## Exercise prompt
Lines in the records below that contain the word "like" must each be copied.

## Data records
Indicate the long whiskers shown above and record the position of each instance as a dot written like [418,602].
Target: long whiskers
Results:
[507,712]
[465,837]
---
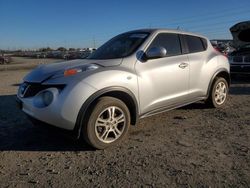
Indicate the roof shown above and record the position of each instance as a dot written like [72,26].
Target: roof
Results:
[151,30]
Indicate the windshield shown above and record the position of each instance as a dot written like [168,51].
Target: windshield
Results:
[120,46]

## Result of the task
Indicate the long whiskers shown above and record the position of each instance as a dot written like [418,602].
Indicate the roof shown above and record the position of each instance as a dot written like [72,26].
Indicate the windshield shown above and record the position of each instance as a dot written like [168,51].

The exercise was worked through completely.